▶ **Excerpted passage**:
▽

Wednesday, April 27, 2011

be back soon

don't mind the chaos.
{also in somewhat related news, i hate packing.}


we move {to Toronto} on saturday. 
see ya sometime after that!

Wednesday, March 30, 2011

on being productive

We've been all about packing, sorting, organizing and preparing for our BIG garage sale happening this Saturday.
As I was going through the office closet I found 8 pillows. EIGHT!
I tossed them downstairs and made a "bed" in the middle of the living room for the boys (Jude is sick and Noah's always happy to have a "movie day") and we chilled at home today.
I got some pricing done and some sorting but the way I work (is this the way it works for everyone?) is that it almost always gets messier before it gets cleaner.
So we're kinda living in chaos and disorder.
I realized something about myself recently - or perhaps I put into words and a distinct thought what I had always felt before - I can handle the mess and disorder but the outcome is that I am prone to feeling overwhelmed and I usually end up doing nothing.

△

▶ **Dataset content**:
▽

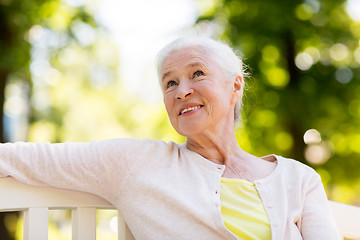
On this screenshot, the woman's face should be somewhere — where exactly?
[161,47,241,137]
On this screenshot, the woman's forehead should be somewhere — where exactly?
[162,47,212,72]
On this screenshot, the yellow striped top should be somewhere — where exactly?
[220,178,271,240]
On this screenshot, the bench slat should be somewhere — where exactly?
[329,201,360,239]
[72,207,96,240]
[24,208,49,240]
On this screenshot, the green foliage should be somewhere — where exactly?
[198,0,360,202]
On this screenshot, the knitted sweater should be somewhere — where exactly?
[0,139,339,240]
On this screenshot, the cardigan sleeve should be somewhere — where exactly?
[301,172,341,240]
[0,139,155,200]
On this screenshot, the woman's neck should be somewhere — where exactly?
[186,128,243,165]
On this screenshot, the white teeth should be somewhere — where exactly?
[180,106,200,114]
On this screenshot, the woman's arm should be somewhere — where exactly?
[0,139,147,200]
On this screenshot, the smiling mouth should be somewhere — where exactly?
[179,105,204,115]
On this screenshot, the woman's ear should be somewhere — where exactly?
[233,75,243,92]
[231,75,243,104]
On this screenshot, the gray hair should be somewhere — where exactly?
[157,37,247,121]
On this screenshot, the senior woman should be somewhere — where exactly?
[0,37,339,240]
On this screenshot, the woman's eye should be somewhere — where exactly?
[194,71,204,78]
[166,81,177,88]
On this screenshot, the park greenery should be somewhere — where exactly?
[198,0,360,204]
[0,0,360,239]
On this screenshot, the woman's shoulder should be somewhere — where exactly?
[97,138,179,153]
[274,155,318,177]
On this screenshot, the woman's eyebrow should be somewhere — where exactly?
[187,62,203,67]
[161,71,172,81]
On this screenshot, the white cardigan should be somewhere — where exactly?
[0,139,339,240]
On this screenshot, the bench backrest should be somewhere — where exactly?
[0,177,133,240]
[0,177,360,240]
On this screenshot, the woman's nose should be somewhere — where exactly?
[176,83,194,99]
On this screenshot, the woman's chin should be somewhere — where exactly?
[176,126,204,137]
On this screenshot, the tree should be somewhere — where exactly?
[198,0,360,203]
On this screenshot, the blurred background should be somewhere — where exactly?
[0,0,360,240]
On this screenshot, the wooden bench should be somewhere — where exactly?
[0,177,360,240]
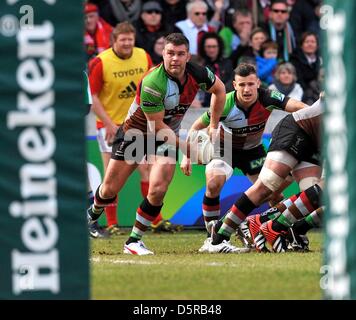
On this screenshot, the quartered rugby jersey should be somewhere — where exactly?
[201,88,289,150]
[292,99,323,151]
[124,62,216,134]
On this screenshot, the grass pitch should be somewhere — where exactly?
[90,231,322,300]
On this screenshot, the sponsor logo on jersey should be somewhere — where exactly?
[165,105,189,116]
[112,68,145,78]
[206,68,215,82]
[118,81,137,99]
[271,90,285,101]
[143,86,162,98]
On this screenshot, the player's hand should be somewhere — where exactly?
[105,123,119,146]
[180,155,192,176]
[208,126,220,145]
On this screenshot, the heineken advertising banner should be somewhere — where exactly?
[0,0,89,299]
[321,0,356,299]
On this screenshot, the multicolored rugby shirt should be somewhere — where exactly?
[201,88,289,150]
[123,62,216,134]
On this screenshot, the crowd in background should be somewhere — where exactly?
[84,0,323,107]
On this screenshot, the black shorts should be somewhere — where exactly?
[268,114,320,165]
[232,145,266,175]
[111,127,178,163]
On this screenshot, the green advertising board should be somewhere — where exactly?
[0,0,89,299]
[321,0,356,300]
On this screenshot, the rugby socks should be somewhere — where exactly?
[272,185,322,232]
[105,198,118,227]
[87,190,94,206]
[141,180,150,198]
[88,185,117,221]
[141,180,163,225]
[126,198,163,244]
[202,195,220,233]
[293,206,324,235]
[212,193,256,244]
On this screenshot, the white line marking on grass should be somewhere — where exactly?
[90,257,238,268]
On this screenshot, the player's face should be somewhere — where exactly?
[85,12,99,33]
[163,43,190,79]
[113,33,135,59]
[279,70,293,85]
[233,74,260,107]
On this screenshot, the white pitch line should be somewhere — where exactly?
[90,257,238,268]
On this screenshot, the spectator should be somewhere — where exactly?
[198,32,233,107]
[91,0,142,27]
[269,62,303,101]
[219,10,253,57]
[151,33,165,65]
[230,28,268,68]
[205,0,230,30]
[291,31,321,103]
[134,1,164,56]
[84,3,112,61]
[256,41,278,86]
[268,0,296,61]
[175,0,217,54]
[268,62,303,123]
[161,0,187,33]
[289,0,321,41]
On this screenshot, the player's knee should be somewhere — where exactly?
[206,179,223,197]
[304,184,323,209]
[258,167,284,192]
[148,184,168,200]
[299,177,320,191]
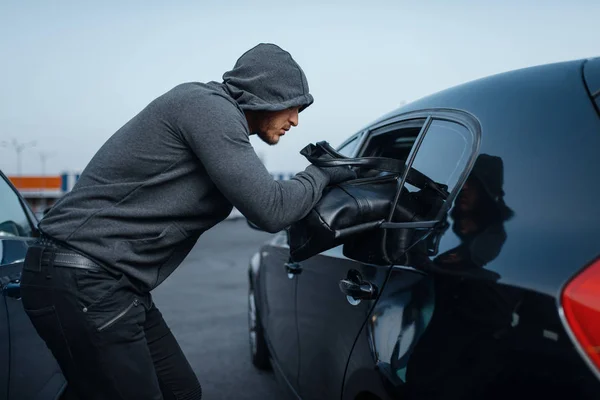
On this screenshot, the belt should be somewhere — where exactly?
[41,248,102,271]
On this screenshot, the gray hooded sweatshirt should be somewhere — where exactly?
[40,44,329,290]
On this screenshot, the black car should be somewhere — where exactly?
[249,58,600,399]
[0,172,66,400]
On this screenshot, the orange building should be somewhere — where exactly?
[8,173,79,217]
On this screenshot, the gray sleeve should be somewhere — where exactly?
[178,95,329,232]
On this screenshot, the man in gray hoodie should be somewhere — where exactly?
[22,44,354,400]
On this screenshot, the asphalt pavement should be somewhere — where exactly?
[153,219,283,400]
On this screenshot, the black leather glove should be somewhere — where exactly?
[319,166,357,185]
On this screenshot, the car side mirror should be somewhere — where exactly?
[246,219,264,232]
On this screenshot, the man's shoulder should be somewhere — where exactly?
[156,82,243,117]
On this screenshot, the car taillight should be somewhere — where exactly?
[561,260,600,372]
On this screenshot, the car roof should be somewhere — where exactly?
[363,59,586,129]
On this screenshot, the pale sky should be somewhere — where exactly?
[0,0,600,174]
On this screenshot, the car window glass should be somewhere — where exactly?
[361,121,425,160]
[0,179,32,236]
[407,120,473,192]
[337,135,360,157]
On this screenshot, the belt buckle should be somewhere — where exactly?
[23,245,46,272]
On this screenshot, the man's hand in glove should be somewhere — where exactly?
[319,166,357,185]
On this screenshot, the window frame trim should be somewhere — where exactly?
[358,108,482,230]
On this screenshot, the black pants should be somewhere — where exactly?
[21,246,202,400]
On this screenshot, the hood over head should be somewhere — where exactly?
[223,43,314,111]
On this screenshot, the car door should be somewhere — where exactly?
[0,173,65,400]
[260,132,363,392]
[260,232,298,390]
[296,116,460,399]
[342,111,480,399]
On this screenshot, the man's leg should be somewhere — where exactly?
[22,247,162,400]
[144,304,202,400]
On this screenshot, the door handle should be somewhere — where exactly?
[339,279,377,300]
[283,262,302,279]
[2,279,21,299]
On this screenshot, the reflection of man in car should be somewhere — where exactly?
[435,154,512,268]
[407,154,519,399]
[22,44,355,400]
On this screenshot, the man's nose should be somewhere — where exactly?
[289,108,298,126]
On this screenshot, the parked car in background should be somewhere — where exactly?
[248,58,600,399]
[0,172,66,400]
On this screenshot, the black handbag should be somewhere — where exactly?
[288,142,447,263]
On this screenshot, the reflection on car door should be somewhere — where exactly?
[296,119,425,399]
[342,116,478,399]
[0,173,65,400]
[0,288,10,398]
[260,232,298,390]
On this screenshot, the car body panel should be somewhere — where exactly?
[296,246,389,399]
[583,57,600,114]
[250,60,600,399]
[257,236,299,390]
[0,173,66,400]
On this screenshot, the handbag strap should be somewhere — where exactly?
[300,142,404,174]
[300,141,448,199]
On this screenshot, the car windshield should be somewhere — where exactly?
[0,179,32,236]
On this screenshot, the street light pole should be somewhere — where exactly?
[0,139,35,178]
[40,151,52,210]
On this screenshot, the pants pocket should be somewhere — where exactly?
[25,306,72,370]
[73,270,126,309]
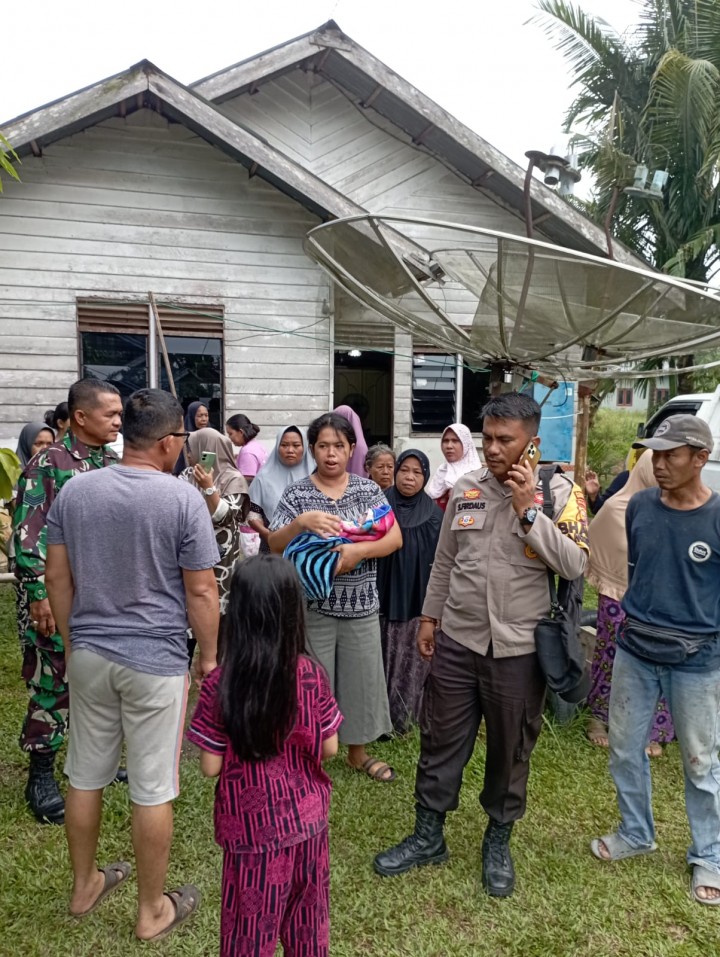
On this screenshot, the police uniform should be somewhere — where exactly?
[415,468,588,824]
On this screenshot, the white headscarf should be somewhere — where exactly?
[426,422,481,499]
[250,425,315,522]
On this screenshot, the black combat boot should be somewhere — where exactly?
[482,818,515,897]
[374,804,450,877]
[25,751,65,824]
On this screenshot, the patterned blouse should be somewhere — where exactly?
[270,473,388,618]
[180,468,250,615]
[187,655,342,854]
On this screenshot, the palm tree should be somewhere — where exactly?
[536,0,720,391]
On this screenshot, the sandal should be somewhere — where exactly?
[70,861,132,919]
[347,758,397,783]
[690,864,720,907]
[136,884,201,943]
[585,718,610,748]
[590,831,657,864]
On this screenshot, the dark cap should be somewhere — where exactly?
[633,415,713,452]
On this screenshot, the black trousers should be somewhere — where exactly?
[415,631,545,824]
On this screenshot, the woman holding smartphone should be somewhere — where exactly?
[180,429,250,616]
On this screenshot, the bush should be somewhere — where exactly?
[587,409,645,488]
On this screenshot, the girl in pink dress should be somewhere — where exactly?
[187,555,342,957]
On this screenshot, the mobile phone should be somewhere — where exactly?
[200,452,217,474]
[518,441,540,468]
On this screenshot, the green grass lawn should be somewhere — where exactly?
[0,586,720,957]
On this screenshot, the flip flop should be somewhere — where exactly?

△

▶ **Tasks for this exercise**:
**1)** Could you copy out the part of the blog post about packing that begins at the words "on being productive" and ends after "it gets cleaner.", swapping "pillows" for "cushions"?
**2)** Could you write the next part of the blog post about packing for the move, picking up after its last sentence?

▶ **Answers for the tasks**:
**1)**
on being productive

We've been all about packing, sorting, organizing and preparing for our BIG garage sale happening this Saturday.
As I was going through the office closet I found 8 cushions. EIGHT!
I tossed them downstairs and made a "bed" in the middle of the living room for the boys (Jude is sick and Noah's always happy to have a "movie day") and we chilled at home today.
I got some pricing done and some sorting but the way I work (is this the way it works for everyone?) is that it almost always gets messier before it gets cleaner.

**2)**
An organized, clean house leads to a productive Vanessa.
And that is a good thing.
Now, to get busy "organizing".

Tuesday, March 22, 2011

i dream

i dream of:
romance
adventure
sitting at a bay window, cozied up with a good book and a wool blanket
opening up my own bakery
- in Europe somewhere (or the beaches)
singing in front of small but crowded venues
being skinnier
being healthier
being closer to Jesus
adopting 5 (or so) kids
giving birth to a few more, too
living downtown Toronto
travelling across Canada (in one of these) and then down the west coast of North America
running a marathon
peonies, lots of peonies
acting again
summer
owning a piano
the tattoo i never got
reaching out to my neighbours
making friends in uganda
doing something BIG
living on the east coast
living on the west coast
living in new zealand
sailing around the world
having a closet full of beautiful summer dresses
never having to shave my legs again
throwing caution to the wind

i dream.

what do you dream of?


*found this video (03.25.2011) and it fits so perfectly. http://www.youtube.com/watch?v=MKfDwChOoHI

Thursday, October 28, 2010

letting go

Today was a beautiful day.

It was cold. The air had a bite to it that made me wish I had worn my jacket as I left the gym this morning.
It rained off and on today cancelling our plans to go to Strom's Farm with our staff team.

But it was a beautiful day.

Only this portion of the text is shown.